start

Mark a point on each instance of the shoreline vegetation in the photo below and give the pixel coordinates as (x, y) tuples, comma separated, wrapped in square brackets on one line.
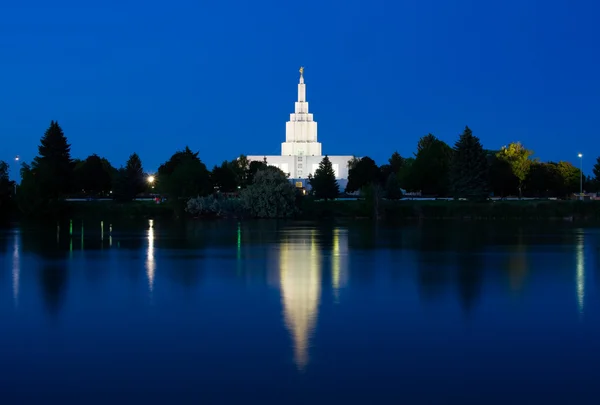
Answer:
[(460, 179), (385, 210)]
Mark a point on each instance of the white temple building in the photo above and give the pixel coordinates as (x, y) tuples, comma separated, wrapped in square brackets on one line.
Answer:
[(301, 152)]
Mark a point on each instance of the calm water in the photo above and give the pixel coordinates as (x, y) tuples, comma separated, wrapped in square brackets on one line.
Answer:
[(272, 313)]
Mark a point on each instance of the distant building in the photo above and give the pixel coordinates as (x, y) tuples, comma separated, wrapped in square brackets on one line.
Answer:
[(301, 152)]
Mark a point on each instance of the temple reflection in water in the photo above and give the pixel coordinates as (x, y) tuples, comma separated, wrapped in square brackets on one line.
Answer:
[(300, 275)]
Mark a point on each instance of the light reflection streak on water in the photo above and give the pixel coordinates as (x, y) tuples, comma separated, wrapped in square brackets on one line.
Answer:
[(300, 283), (16, 266), (150, 263), (338, 262), (580, 269)]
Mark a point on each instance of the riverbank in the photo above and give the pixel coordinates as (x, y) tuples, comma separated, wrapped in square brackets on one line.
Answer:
[(310, 209)]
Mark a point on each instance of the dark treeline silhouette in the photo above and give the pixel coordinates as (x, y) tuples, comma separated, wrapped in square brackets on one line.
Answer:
[(466, 170)]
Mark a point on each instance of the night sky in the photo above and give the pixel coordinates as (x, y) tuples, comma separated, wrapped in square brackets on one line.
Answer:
[(220, 76)]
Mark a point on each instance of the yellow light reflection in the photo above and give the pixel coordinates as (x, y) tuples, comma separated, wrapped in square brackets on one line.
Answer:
[(150, 264), (338, 261), (580, 270), (16, 270), (300, 283)]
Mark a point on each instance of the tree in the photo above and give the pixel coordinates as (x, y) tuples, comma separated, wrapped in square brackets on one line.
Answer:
[(394, 165), (596, 169), (271, 195), (425, 142), (469, 167), (253, 168), (363, 173), (502, 180), (430, 168), (94, 175), (6, 188), (570, 177), (544, 180), (392, 188), (53, 167), (184, 175), (224, 177), (323, 183), (517, 158), (240, 167), (130, 180)]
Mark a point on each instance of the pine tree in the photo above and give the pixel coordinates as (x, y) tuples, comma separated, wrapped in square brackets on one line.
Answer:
[(323, 183), (136, 181), (469, 167), (53, 166)]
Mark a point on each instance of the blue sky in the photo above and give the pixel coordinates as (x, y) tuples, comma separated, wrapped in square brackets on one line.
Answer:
[(152, 77)]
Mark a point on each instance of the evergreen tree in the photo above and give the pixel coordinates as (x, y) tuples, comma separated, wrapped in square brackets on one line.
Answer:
[(392, 188), (469, 167), (53, 167), (362, 173), (130, 180), (323, 183), (519, 161)]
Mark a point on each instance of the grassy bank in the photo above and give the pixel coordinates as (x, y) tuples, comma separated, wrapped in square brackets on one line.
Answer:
[(310, 209), (414, 209)]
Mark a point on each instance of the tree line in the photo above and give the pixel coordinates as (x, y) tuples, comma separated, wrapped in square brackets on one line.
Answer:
[(466, 170)]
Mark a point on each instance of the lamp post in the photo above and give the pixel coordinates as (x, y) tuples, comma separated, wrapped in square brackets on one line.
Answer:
[(580, 176)]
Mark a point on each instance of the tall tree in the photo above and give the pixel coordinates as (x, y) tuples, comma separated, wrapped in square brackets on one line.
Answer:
[(271, 195), (93, 175), (518, 158), (224, 177), (253, 168), (184, 175), (6, 189), (502, 180), (130, 180), (363, 173), (392, 187), (469, 167), (596, 169), (323, 183), (53, 167), (425, 142), (431, 165)]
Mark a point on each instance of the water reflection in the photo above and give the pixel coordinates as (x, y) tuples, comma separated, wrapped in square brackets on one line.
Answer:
[(339, 261), (517, 263), (53, 279), (300, 283), (150, 263), (16, 266), (580, 268)]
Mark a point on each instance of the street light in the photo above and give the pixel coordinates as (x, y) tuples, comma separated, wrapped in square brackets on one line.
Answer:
[(580, 176), (151, 180)]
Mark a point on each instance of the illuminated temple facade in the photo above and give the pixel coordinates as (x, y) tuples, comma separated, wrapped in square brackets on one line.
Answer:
[(301, 152)]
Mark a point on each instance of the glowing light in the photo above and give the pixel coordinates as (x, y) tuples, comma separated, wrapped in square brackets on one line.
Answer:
[(150, 263), (300, 283)]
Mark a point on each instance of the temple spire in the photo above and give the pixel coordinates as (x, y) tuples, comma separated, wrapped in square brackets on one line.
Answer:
[(301, 88)]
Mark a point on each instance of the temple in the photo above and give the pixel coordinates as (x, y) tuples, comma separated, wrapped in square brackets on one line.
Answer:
[(301, 152)]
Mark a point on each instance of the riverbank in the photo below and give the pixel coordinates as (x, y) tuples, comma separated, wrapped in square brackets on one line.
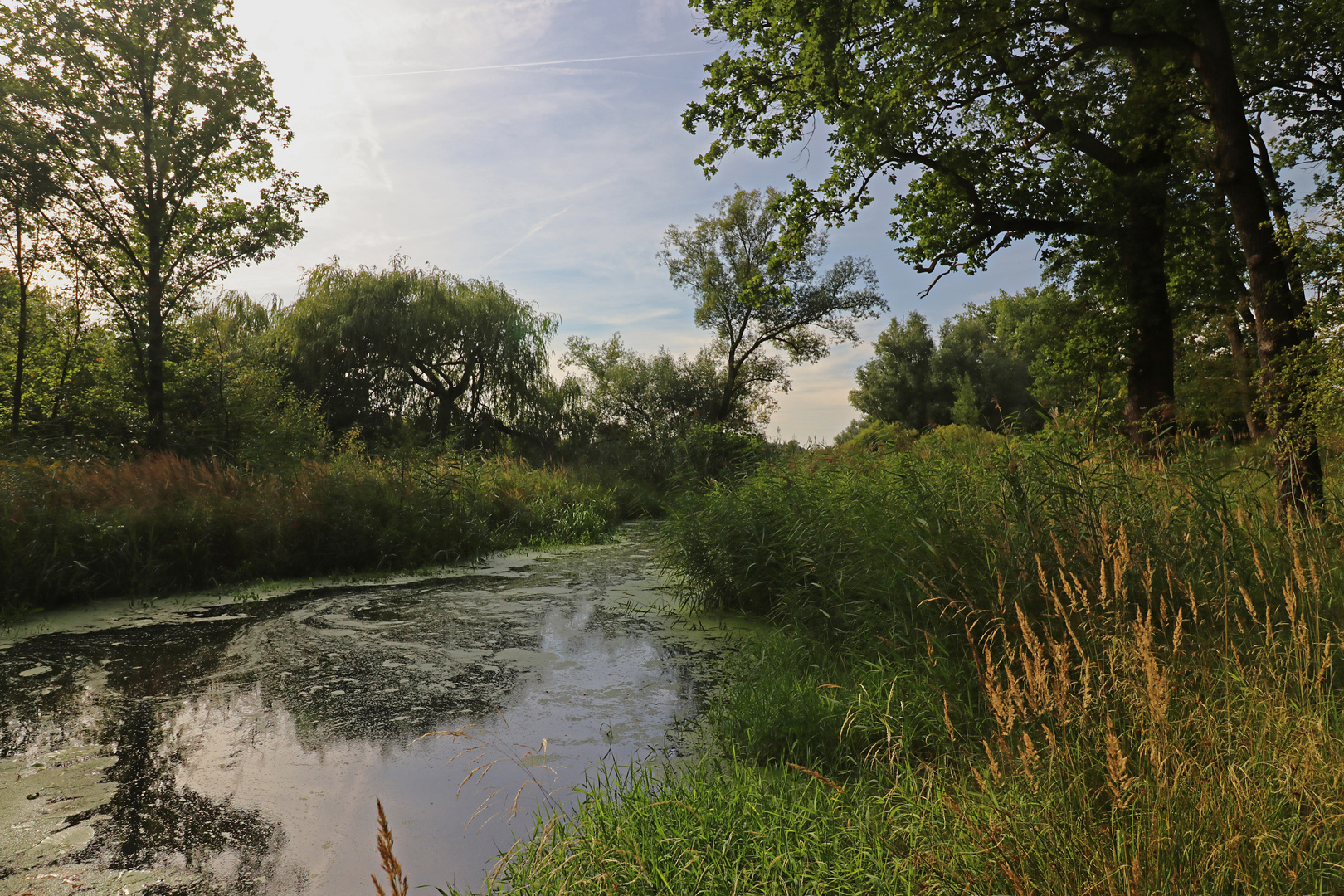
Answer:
[(162, 524), (1003, 665)]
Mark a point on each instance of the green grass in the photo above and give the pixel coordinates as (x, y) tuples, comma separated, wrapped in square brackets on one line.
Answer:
[(1001, 666), (160, 524)]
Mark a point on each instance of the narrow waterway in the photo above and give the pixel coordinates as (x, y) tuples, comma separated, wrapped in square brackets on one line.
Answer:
[(236, 744)]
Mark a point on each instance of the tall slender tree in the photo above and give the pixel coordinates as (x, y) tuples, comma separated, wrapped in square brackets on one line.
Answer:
[(24, 183), (160, 139), (753, 293)]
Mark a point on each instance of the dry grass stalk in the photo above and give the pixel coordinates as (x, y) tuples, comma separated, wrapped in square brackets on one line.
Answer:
[(396, 879)]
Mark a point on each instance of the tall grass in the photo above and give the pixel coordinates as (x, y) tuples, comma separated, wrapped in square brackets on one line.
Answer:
[(1003, 666), (160, 524)]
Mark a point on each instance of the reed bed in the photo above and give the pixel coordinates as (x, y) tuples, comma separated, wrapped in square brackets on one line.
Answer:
[(1001, 666), (158, 524)]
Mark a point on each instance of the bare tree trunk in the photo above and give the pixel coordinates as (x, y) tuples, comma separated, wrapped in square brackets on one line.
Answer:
[(156, 437), (1278, 316), (1152, 344)]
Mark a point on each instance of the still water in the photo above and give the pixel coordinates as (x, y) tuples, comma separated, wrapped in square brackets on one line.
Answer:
[(236, 744)]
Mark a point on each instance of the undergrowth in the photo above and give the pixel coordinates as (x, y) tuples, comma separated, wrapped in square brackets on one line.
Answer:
[(1001, 666), (160, 524)]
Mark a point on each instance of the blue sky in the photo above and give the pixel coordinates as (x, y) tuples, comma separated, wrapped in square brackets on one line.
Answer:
[(557, 180)]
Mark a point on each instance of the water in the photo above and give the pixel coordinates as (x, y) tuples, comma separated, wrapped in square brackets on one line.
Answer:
[(236, 747)]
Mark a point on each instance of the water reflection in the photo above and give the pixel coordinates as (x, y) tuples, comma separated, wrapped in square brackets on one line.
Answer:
[(238, 748)]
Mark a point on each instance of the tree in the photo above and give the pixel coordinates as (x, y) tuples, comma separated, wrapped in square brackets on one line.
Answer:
[(158, 125), (898, 384), (648, 401), (999, 364), (1064, 119), (24, 184), (461, 356), (750, 292), (1012, 137)]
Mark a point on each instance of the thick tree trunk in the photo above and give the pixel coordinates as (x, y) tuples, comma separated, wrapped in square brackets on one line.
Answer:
[(1152, 345), (1278, 316), (1242, 370)]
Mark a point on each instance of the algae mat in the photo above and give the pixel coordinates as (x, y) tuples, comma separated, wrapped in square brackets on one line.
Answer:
[(223, 746)]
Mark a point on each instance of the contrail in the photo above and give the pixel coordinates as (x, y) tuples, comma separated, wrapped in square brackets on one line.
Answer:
[(531, 65), (530, 234)]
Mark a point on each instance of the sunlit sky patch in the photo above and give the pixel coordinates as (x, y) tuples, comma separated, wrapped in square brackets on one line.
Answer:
[(539, 143)]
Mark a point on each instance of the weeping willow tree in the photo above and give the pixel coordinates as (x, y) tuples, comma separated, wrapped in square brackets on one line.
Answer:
[(461, 358)]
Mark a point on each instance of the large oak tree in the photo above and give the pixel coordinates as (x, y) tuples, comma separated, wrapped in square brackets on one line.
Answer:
[(1060, 119), (158, 129)]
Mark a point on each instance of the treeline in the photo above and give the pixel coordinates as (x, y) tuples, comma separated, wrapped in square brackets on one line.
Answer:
[(1018, 360), (382, 359), (1148, 148)]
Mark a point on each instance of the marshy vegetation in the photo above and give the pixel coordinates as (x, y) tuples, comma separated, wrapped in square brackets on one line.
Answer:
[(1019, 665)]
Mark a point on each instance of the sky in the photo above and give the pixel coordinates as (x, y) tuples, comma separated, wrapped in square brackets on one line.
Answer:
[(539, 143)]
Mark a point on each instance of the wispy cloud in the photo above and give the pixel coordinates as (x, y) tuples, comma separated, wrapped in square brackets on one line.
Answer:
[(530, 234), (533, 65)]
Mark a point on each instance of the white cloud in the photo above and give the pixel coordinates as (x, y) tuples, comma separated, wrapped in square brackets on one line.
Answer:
[(554, 179)]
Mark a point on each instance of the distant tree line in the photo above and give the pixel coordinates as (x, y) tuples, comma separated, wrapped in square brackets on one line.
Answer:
[(1142, 145)]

end

§ **Objective**:
Put the lines from the one with "Mark a point on each instance of the tall grass" to the one with "[(557, 180)]", both included, into a Markdown table with the columns Row and Line. Number each line in Row, and leave out any blank lines.

§ **Answer below**:
| Row | Line |
|---|---|
| 1 | Mark a point on each instance of the tall grass in the photo above and give the pixel coordinates as (x, y) tuples, comma separated, wrapped in square brackets on one line. |
| 2 | Answer: |
| 3 | [(1003, 666), (160, 524)] |
| 4 | Mark a point on each instance of the reed bed in the photo above and give the pixel coordinates as (x, y) tuples, comma separated, wrapped in square brackets on one line. |
| 5 | Answer: |
| 6 | [(1001, 666), (158, 524)] |
| 7 | Mark a point on each instance of the bare tree trunk in the photo above and give the pixel coordinates as (x, y) tuples, comma separated, wrapped in square brackets on one line. |
| 8 | Answer: |
| 9 | [(156, 437), (1278, 316), (1152, 344)] |
| 10 | Mark a point on each instance of the still water in the photo above and give the pixel coordinates as (x, y) tuples, comma separated, wrapped in square brackets on one line. |
| 11 | Answer: |
| 12 | [(236, 744)] |
| 13 | Mark a point on each instance of the undergrowth in the photo above and give the pixel coordinates as (x, y) tuples, comma separated, wrapped in square brackets on one line. |
| 14 | Answer: |
| 15 | [(1001, 666), (160, 524)] |
| 16 | Mark a point on each instance of the blue sky in the photo above and give the pixel coordinates as (x, y) tuples, comma separated, wrapped in square brackets on one line. |
| 17 | Answer: |
| 18 | [(557, 180)] |